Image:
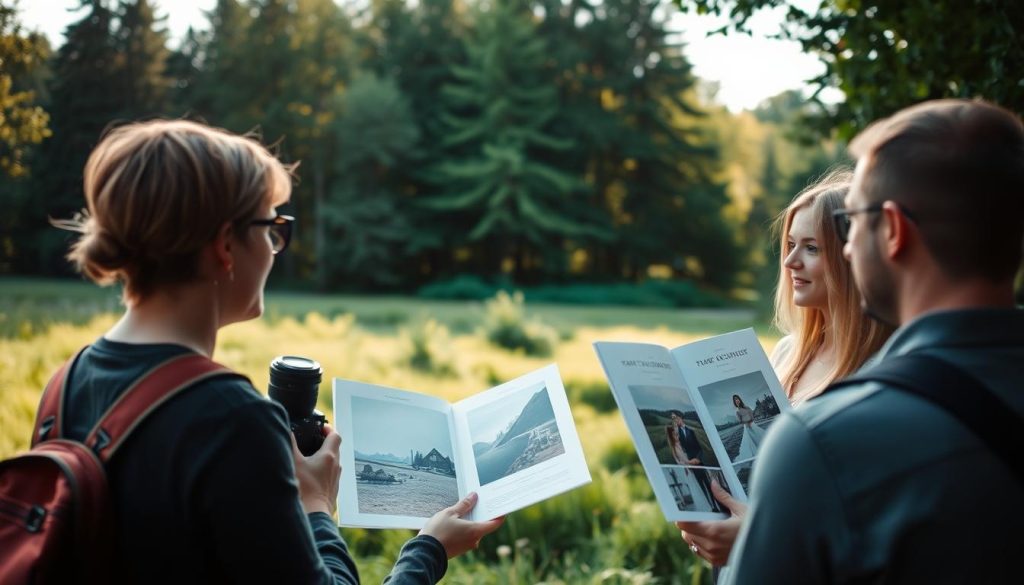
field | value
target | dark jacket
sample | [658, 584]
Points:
[872, 485]
[205, 490]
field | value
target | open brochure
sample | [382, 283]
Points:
[696, 413]
[406, 455]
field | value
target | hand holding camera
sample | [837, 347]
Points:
[295, 385]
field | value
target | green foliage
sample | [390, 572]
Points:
[595, 394]
[23, 122]
[500, 114]
[886, 55]
[463, 287]
[366, 230]
[651, 292]
[609, 531]
[506, 325]
[426, 346]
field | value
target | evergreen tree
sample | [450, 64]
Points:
[222, 82]
[418, 46]
[23, 122]
[367, 226]
[184, 71]
[653, 170]
[82, 106]
[141, 46]
[500, 112]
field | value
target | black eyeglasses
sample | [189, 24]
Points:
[842, 218]
[281, 231]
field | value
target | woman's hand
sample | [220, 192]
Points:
[457, 535]
[318, 473]
[714, 539]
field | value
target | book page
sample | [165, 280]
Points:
[397, 455]
[518, 444]
[739, 393]
[670, 436]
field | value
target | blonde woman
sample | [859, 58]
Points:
[210, 488]
[816, 302]
[828, 336]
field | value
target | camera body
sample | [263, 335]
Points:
[295, 385]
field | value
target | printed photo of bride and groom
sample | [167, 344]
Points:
[681, 445]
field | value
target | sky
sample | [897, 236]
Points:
[486, 421]
[381, 426]
[749, 70]
[718, 395]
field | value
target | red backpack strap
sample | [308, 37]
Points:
[146, 394]
[49, 417]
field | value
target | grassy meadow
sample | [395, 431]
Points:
[610, 531]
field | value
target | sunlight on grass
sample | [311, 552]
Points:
[610, 531]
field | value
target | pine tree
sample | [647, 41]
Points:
[500, 112]
[82, 106]
[141, 45]
[367, 226]
[23, 121]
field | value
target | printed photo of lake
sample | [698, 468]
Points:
[514, 433]
[403, 463]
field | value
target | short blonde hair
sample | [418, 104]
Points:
[853, 335]
[158, 192]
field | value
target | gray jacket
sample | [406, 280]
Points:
[869, 485]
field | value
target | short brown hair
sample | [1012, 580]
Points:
[957, 166]
[158, 192]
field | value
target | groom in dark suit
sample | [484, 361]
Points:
[694, 456]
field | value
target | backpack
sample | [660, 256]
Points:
[55, 511]
[957, 392]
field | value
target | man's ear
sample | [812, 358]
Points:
[896, 230]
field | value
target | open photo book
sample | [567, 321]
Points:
[696, 413]
[406, 456]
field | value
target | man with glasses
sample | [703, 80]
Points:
[869, 484]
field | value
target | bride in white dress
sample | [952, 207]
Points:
[700, 502]
[753, 434]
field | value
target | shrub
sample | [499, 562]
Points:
[463, 287]
[667, 293]
[506, 325]
[595, 393]
[426, 346]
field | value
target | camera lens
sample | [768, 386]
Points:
[295, 383]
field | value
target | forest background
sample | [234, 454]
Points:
[457, 150]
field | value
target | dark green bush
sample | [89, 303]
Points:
[596, 394]
[506, 325]
[665, 293]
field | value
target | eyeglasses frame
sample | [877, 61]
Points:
[282, 224]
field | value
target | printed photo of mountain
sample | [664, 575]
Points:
[514, 433]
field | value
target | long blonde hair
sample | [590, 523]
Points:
[853, 335]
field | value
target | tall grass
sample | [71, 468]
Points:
[610, 531]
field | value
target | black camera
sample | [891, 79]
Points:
[295, 384]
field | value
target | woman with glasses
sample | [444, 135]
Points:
[818, 307]
[210, 488]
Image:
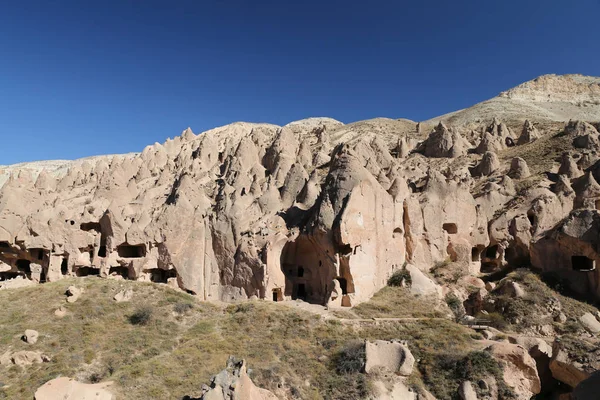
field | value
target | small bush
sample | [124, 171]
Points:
[141, 316]
[240, 308]
[351, 358]
[182, 308]
[455, 306]
[399, 277]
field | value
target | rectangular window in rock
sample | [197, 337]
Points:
[582, 263]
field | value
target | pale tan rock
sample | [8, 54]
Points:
[590, 323]
[518, 169]
[60, 312]
[25, 358]
[488, 165]
[69, 389]
[569, 167]
[397, 391]
[31, 336]
[234, 383]
[520, 371]
[528, 134]
[393, 356]
[588, 388]
[466, 391]
[564, 369]
[73, 294]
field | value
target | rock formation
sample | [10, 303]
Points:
[69, 389]
[233, 383]
[314, 210]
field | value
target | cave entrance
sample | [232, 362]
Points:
[450, 228]
[300, 292]
[308, 270]
[24, 267]
[277, 295]
[582, 263]
[122, 271]
[343, 284]
[159, 275]
[87, 271]
[128, 251]
[491, 252]
[475, 254]
[64, 266]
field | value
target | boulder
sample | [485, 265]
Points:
[518, 169]
[123, 295]
[30, 336]
[590, 323]
[588, 388]
[393, 356]
[64, 388]
[466, 391]
[73, 293]
[234, 383]
[520, 371]
[528, 134]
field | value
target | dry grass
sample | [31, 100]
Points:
[398, 302]
[184, 342]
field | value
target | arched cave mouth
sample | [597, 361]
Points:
[308, 271]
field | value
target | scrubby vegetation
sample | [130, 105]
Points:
[447, 370]
[398, 302]
[182, 342]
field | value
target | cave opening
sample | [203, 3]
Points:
[491, 251]
[343, 284]
[24, 267]
[129, 251]
[583, 263]
[475, 254]
[90, 226]
[308, 270]
[87, 271]
[64, 266]
[159, 275]
[118, 270]
[450, 228]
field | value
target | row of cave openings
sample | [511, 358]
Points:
[491, 259]
[22, 262]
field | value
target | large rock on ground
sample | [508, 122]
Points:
[392, 356]
[520, 371]
[69, 389]
[235, 384]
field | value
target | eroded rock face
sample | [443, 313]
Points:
[233, 383]
[69, 389]
[520, 371]
[315, 210]
[393, 356]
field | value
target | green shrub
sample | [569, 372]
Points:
[141, 316]
[182, 308]
[399, 277]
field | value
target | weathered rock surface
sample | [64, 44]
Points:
[520, 371]
[69, 389]
[392, 356]
[123, 295]
[315, 210]
[233, 383]
[31, 336]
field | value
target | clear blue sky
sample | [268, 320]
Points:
[80, 78]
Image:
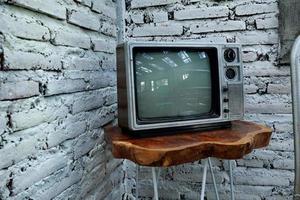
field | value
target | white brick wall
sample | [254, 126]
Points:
[263, 174]
[57, 91]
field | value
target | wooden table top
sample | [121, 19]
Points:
[167, 150]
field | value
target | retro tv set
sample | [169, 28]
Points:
[178, 85]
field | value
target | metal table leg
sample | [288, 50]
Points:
[154, 184]
[204, 181]
[213, 178]
[231, 180]
[137, 182]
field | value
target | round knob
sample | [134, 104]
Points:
[226, 110]
[225, 89]
[229, 55]
[230, 73]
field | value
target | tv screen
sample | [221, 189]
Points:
[175, 83]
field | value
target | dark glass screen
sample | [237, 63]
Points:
[173, 83]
---*---
GOAL OF THE EXERCISE
Every line of text is to be repeated exactly; pictures are left out.

RESULT FOR THIS EXERCISE
Image:
field | value
target | dark jacket
sample | [658, 584]
Points:
[872, 485]
[205, 490]
field | value
target | open brochure
sample | [382, 283]
Points:
[696, 413]
[406, 455]
field | value
target | hand holding camera
sample | [837, 347]
Points:
[295, 385]
field | value
target | green foliage
sample | [390, 572]
Points:
[595, 394]
[23, 122]
[500, 114]
[886, 55]
[463, 287]
[366, 230]
[651, 292]
[609, 531]
[506, 325]
[426, 346]
field | value
target | evergreen tree
sample | [450, 64]
Points:
[222, 82]
[418, 46]
[23, 122]
[367, 226]
[184, 71]
[653, 170]
[82, 106]
[141, 46]
[500, 112]
field | value
target | black eyeglasses
sample | [189, 24]
Points:
[842, 218]
[281, 231]
field | value
target | woman's hand
sample | [220, 192]
Points:
[457, 535]
[318, 473]
[714, 539]
field | value
target | book page
sample | [165, 280]
Points:
[397, 455]
[518, 444]
[739, 393]
[670, 436]
field | value
target | blonde woman
sample | [859, 58]
Points:
[210, 488]
[816, 302]
[828, 336]
field | value
target | camera body
sample | [263, 335]
Points:
[295, 385]
field | value
target | printed photo of bride and groom
sample | [167, 344]
Points:
[681, 445]
field | value
target | sky
sample | [897, 236]
Points:
[486, 421]
[381, 426]
[749, 70]
[718, 395]
field | value
target | red backpack strap
sample | [308, 37]
Points:
[146, 394]
[49, 417]
field | value
target | grassy meadow
sample | [395, 431]
Points:
[610, 531]
field | value
target | sunlight on grass
sample | [311, 552]
Points:
[610, 531]
field | value
target | pine tree
sample | [647, 41]
Points:
[500, 112]
[82, 106]
[141, 45]
[367, 226]
[23, 121]
field | value
target | printed photo of lake
sample | [698, 468]
Points:
[514, 433]
[403, 463]
field | value
target | short blonde hair
sample | [418, 104]
Points:
[853, 335]
[158, 192]
field | value
target | gray jacket
sample | [406, 280]
Points:
[869, 485]
field | value
target | short brown hair
sample | [1012, 580]
Points:
[957, 166]
[158, 192]
field | value
target | groom in dark suit
sample | [484, 361]
Points:
[694, 456]
field | value
target | backpack
sample | [660, 256]
Points:
[55, 511]
[957, 392]
field | value
target | man's ear
sample | [812, 358]
Points:
[896, 230]
field | value
target | open photo book
sample | [567, 321]
Points:
[696, 413]
[406, 456]
field | value
target | man with glasses
sample | [703, 80]
Points:
[869, 484]
field | value
target | bride in white dress
sample | [952, 207]
Points:
[700, 502]
[753, 434]
field | value
target | shrub
sample | [499, 562]
Points:
[463, 287]
[667, 293]
[506, 325]
[595, 393]
[426, 346]
field | value
target | camera lens
sample | [768, 386]
Points:
[295, 383]
field | value
target | forest background
sample | [234, 454]
Points:
[457, 150]
field | value
target | dark green bush
sample | [89, 303]
Points:
[596, 394]
[506, 325]
[665, 293]
field | value
target | eyeglasses frame
sample | [877, 61]
Points:
[282, 224]
field | value
target | printed photo of mountain
sample | [664, 575]
Points:
[514, 433]
field | value
target | long blonde hair
sample | [590, 523]
Points:
[853, 335]
field | value
target | tall grass
sample | [71, 468]
Points:
[610, 531]
field | value
target | black camera
sample | [891, 79]
Points:
[295, 384]
field | value
target | woman with glasses
sample | [444, 135]
Points:
[818, 307]
[210, 488]
Image:
field | value
target | small bush
sample | [124, 171]
Points:
[141, 316]
[240, 308]
[351, 358]
[182, 308]
[455, 306]
[399, 277]
field | value
target | rectangular window in rock
sample | [197, 337]
Points:
[582, 263]
field | value
target | pale tan rock
sample | [8, 54]
Points:
[590, 323]
[518, 169]
[60, 312]
[25, 358]
[488, 165]
[69, 389]
[569, 167]
[397, 391]
[31, 336]
[234, 383]
[520, 371]
[528, 134]
[393, 356]
[588, 388]
[466, 391]
[564, 369]
[73, 294]
field | value
target | rock formation
sample | [10, 303]
Points:
[69, 389]
[233, 383]
[314, 210]
field | value
target | cave entrance
sample | [232, 362]
Points:
[450, 228]
[300, 292]
[308, 270]
[24, 267]
[277, 295]
[582, 263]
[122, 271]
[343, 284]
[159, 275]
[87, 271]
[128, 251]
[491, 252]
[475, 254]
[64, 266]
field | value
target | boulder
sample | [485, 265]
Points:
[518, 169]
[123, 295]
[30, 336]
[590, 323]
[588, 388]
[393, 356]
[64, 388]
[466, 391]
[73, 293]
[234, 383]
[520, 371]
[528, 134]
field | value
target | dry grass
sample | [31, 100]
Points:
[398, 302]
[184, 342]
field | value
target | arched cave mouth
sample | [597, 361]
Points:
[308, 271]
field | value
target | scrubby vegetation
sample | [130, 105]
Points:
[447, 370]
[398, 302]
[182, 342]
field | value
target | cave opening
sample | [203, 3]
Points:
[491, 251]
[343, 284]
[24, 267]
[129, 251]
[583, 263]
[475, 254]
[90, 226]
[308, 270]
[87, 271]
[64, 266]
[159, 275]
[118, 270]
[450, 228]
field | value
target | row of cave openings
sample | [511, 358]
Points:
[491, 259]
[22, 262]
field | value
target | large rock on ground
sample | [508, 122]
Points:
[392, 356]
[520, 371]
[69, 389]
[235, 384]
field | value
target | eroded rock face
sample | [443, 313]
Points:
[233, 383]
[69, 389]
[520, 371]
[315, 210]
[393, 356]
field | value
target | green shrub
sample | [569, 372]
Points:
[141, 316]
[182, 308]
[399, 277]
field | value
target | weathered rock surface
sample | [64, 44]
Points:
[520, 371]
[69, 389]
[392, 356]
[123, 295]
[315, 210]
[233, 383]
[31, 336]
field | value
target | clear blue sky
sample | [268, 320]
Points:
[80, 78]
Image:
field | value
target | white brick wall
sample | [254, 126]
Points:
[263, 174]
[57, 91]
field | value
target | wooden table top
sample | [121, 19]
Points:
[167, 150]
field | value
target | retro tv set
sample | [169, 28]
Points:
[178, 85]
field | value
target | metal table leg
sample | [288, 50]
Points:
[154, 184]
[204, 181]
[213, 178]
[231, 180]
[137, 182]
field | value
target | round knob
sample | [134, 104]
Points:
[226, 110]
[225, 89]
[229, 55]
[230, 73]
field | value
target | tv screen
sample | [221, 189]
Points:
[175, 83]
field | value
target | dark glass screen
sample | [237, 63]
Points:
[173, 83]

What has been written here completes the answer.